--- What you should do ---
Please give the listing again, word for word, with nothing left out.

--- Material to process ---
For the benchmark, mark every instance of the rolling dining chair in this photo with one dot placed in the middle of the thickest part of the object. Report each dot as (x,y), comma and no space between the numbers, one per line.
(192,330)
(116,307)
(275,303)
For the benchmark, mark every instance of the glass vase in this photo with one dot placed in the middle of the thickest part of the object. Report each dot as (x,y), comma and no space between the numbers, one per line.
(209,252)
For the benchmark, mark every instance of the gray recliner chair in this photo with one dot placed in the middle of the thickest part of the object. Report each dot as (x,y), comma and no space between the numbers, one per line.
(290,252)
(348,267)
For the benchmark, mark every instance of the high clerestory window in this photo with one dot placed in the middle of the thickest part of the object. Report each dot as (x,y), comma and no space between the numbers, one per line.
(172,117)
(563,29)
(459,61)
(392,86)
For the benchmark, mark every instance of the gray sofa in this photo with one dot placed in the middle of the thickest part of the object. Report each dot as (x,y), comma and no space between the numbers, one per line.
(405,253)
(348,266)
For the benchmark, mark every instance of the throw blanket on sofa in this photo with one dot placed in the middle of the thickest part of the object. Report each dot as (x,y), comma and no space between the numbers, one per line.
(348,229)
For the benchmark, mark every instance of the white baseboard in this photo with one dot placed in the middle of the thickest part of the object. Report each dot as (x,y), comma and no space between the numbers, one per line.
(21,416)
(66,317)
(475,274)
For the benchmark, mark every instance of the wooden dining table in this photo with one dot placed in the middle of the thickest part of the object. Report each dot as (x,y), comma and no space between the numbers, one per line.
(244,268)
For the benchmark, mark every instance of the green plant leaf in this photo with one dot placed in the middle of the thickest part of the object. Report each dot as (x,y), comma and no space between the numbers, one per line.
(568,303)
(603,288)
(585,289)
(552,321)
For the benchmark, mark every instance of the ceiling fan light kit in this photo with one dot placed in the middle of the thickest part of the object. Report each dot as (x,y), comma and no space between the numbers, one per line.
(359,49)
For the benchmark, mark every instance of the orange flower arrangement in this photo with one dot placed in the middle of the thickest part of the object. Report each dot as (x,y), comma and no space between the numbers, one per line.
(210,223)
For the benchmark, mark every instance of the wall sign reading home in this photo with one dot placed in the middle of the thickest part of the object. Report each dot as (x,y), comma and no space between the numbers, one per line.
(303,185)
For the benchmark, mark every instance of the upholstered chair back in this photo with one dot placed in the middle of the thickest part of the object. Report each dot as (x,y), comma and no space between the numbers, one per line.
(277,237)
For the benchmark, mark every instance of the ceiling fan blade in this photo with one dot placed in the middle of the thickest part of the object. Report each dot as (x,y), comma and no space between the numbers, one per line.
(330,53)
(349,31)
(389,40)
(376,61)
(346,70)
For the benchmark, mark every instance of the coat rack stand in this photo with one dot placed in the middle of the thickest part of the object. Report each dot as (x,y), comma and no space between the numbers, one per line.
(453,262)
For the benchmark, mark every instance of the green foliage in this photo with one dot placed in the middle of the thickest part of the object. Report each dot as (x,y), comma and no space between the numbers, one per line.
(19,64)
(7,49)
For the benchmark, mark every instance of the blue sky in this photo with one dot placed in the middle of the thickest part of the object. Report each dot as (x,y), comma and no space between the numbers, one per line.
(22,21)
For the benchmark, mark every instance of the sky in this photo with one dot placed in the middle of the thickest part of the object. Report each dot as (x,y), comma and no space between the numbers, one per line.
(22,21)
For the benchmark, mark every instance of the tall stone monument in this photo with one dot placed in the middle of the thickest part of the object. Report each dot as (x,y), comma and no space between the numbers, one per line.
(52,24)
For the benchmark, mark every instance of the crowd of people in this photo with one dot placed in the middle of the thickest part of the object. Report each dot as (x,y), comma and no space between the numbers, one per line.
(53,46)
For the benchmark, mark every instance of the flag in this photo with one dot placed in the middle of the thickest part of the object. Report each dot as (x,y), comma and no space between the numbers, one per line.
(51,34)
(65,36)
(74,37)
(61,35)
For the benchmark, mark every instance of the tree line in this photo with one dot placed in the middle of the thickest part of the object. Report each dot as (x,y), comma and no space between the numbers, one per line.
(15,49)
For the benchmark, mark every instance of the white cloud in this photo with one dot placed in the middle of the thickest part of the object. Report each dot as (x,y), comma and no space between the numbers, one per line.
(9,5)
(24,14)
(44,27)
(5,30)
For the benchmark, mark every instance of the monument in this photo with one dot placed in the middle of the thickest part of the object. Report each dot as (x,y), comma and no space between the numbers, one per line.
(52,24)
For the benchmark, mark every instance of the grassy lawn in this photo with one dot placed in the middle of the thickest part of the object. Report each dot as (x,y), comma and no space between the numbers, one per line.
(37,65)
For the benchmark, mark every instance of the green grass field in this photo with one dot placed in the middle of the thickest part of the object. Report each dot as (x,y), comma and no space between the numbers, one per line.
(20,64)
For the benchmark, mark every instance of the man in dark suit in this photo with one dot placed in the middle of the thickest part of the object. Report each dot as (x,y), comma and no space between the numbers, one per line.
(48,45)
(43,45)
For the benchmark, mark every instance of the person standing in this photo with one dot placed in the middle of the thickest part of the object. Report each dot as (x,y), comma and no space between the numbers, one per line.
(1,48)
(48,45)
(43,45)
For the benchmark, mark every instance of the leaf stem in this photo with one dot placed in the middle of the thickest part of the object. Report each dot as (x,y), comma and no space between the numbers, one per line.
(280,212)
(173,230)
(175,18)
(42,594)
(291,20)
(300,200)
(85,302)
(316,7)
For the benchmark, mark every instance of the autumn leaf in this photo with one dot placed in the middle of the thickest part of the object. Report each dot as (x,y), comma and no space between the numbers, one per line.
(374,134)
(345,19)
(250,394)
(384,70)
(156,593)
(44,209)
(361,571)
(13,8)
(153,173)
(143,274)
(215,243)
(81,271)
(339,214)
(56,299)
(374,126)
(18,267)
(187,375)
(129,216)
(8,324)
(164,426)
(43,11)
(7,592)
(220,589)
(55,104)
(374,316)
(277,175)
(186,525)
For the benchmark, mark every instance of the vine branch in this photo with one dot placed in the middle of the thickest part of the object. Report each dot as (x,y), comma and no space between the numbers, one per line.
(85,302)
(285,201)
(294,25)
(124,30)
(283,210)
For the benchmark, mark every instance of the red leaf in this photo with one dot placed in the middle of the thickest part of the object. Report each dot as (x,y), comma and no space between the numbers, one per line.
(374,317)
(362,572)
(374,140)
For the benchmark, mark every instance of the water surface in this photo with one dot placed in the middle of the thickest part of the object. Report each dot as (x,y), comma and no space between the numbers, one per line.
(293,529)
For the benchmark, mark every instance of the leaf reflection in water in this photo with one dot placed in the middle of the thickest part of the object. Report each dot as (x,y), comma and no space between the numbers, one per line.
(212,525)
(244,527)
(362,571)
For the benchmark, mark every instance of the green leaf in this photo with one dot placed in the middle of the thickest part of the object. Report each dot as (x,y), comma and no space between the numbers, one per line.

--- Solution ---
For the benchmark, mark every instance of the rolling dining chair in this photo with one dot placed in the middle of the thickest part of the object. Report each dot as (x,y), comma and no space between the numbers, one per line.
(192,330)
(116,307)
(275,303)
For the benchmark, mark every instance of the glass vase in this photo with one dot placed in the middle of the thickest part of the object. Report each dot as (x,y), comma and no space between the numbers, one per line.
(209,252)
For the benchmark, mark every instance of the gray recliner chair in this photo with one dot placed in the middle of the thickest part of the object. Report each dot as (x,y), comma and no space between the numbers, one per line.
(290,252)
(348,267)
For the benchmark, mark every instance of the high clerestory window in this photo with one dot placed in the middle of the thickest part of the object. Report each dot as (x,y), comma and no space between the numbers, one per line.
(172,117)
(563,29)
(459,61)
(392,86)
For the benchmark, mark every instance of the gray sofa in this photo with one dot placed in the middle of the thickest part of the object. Report each dot as (x,y), comma and no space between the numbers, one per line.
(405,253)
(348,266)
For the benchmark, mark every instance of the throw blanket on sofa in this photo with one dot placed in the middle of the thickest part of the object. Report each dot as (x,y), comma and no space between the numbers, one per line.
(348,229)
For the benchmark, mark every instance of the white baseboard in this photo with one dot placed in the middle of the thickest part of the object. Report each dot as (x,y), comma and no space between the numbers, one per line.
(21,416)
(66,317)
(475,274)
For the benchmark, mark every instance of the wooden dining table in this photo with one dot placed in the middle of the thickest part of the object. Report each dot as (x,y), comma and no space between the numbers, one per line.
(244,268)
For the benchmark, mark every instance of the green plant leaf in this photo with one dot placed in the middle of the thickest part of the object. Report each dot as (x,y), comma and no space between the numbers, one per line.
(568,303)
(603,288)
(585,289)
(552,321)
For the benchmark, mark every instance of the ceiling fan light kit in this photo with one dot placed in the middle of the thickest part of the object. Report each dot as (x,y), comma and no space between the numbers, one per line.
(359,49)
For the benchmark, mark every instance of the orange flower arrangement in this photo with one dot placed in the middle of the thickest part of the object. Report each dot as (x,y), comma and no space between the numbers, one per line.
(210,223)
For the benchmark, mark every instance of the wall sign reading home in this photo with one dot placed in the middle of the thickest part of the object. Report each dot as (x,y), comma and no space between the numbers, one per line.
(303,185)
For the benchmark, mark every instance of the upholstered chair back in this photo with one dot placed in the middle of the thickest part of the object. Report each dot as (x,y), comma and no space between the numbers, one per line.
(277,237)
For the benchmark, mark every instance of the ceiling fan blade in this photo with one dot placed in the middle of the thickest part of the object. Report each dot as (x,y), comma and no space between the numbers, one per line.
(330,53)
(349,31)
(389,40)
(376,61)
(346,70)
For the benchmark, mark every instance of the coat rack stand in this photo with one dot placed in the middle of the thickest part of the object. Report each dot as (x,y), comma and no space between the numbers, one per line.
(453,262)
For the benchmark, mark every instance of the green foliage in this photo with one dot placed in the middle of the thickest part of the object. Report each dot as (x,y), comma and no space between the numbers, one per line.
(19,64)
(7,49)
For the benchmark, mark every instance of the blue sky in this photo with one dot placed in the middle of the thickest part of the object. Report each dot as (x,y), comma and no space between the numbers, one per line.
(22,21)
For the benchmark, mark every instance of the sky in this photo with one dot placed in the middle of the thickest part of the object. Report each dot as (x,y), comma and no space between the numbers, one per line.
(22,21)
For the benchmark, mark every instance of the tall stone monument in this photo with one dot placed in the middle of the thickest part of the object. Report each dot as (x,y), comma and no space between the numbers, one per line.
(52,24)
For the benchmark, mark every instance of the crowd of people in this photo with one dot placed in the middle of the thickest part of the object. Report each dot as (x,y), comma and no space between the numbers, one per line.
(53,46)
For the benchmark, mark every instance of the flag in this photo with one dot placed in the middle of the thickest part of the object. Report each dot as (x,y), comma and no space between the numbers, one per line.
(51,34)
(65,36)
(74,37)
(61,35)
For the benchmark, mark every instance of the tree line in this photo with one dot placed in the middle of the thickest part of the object. Report each dot as (x,y), comma and no space between the numbers, one per line.
(15,49)
For the benchmark, mark every instance of the white cloud in this photo with one dot placed in the middle of the thickest part of the object. Report each dot as (x,y), comma and no space between the numbers, one per line.
(9,5)
(24,14)
(44,27)
(5,30)
For the benchmark, mark every instance of the monument in this photo with one dot placed in the middle of the thickest part of the object. Report each dot as (x,y), comma and no space between the numbers, one per line.
(52,24)
For the benchmark, mark every instance of the grassy lawn in this photo with one dot placed in the middle of the thickest part of the object. Report each dot as (x,y), comma and no space between the numbers, one per line.
(37,65)
For the benchmark, mark every instance of the green grass field in this photo with one dot placed in the middle of the thickest part of the object. Report each dot as (x,y), comma and no space between the numbers, one per line.
(20,64)
For the benchmark, mark every instance of the man in dark suit in this photo with one dot placed in the middle of the thickest part of the object. Report each dot as (x,y), comma and no space between the numbers, one per line.
(48,45)
(43,45)
For the benchmark, mark every instance of the person standing in this photo with one dot placed in the middle of the thickest part of the object. Report each dot as (x,y), comma and no space between the numbers, one per line.
(1,48)
(48,45)
(43,45)
For the benchmark, mark every instance of the leaf stem in this photo with one dot placed in the middle of the thickest part of the object. Report each dot as (x,y), comma and no space between the numbers, one per line.
(280,212)
(173,230)
(175,18)
(42,594)
(291,20)
(300,200)
(85,302)
(316,7)
For the benchmark, mark every instance of the autumn leaf in this photo with one dot placed in the middle of the thickest part of the object. Report each dot as (x,y), comma and no space between the numbers, one per line.
(374,134)
(345,19)
(250,394)
(384,70)
(156,593)
(44,209)
(361,571)
(13,8)
(153,173)
(143,274)
(215,243)
(81,271)
(339,214)
(56,299)
(374,126)
(18,267)
(187,375)
(129,216)
(8,324)
(164,426)
(43,11)
(7,592)
(220,589)
(55,104)
(374,316)
(277,175)
(186,525)
For the benchmark, mark every instance of the vine branch in this photo with one dot placed in the middle of the thickest part of the object. Report each dot as (x,y), comma and no space between the numbers, one per line.
(85,302)
(285,201)
(294,25)
(124,30)
(283,210)
For the benchmark, mark every instance of the red leaf in this photo with one dot placed in the middle of the thickest part of the object. Report each dot as (x,y), comma and no space between the numbers, one per line.
(374,317)
(362,572)
(374,140)
For the benchmark, mark every instance of the water surface in this photo with one dot placed in the middle of the thickest part of the object. Report each dot as (x,y), comma and no space between the numbers, one per line.
(293,529)
For the benchmark, mark every instance of the leaf reflection in water in this photo with one dot placed in the middle of the thickest part of the object. Report each dot as (x,y), comma and no space between the numbers, one per line.
(212,525)
(244,527)
(362,571)
For the benchmark, mark every instance of the green leaf in this photo with one dot placed in the middle of the thickest part of the object. Report each dot as (x,y), comma and no space between the numbers, one per line.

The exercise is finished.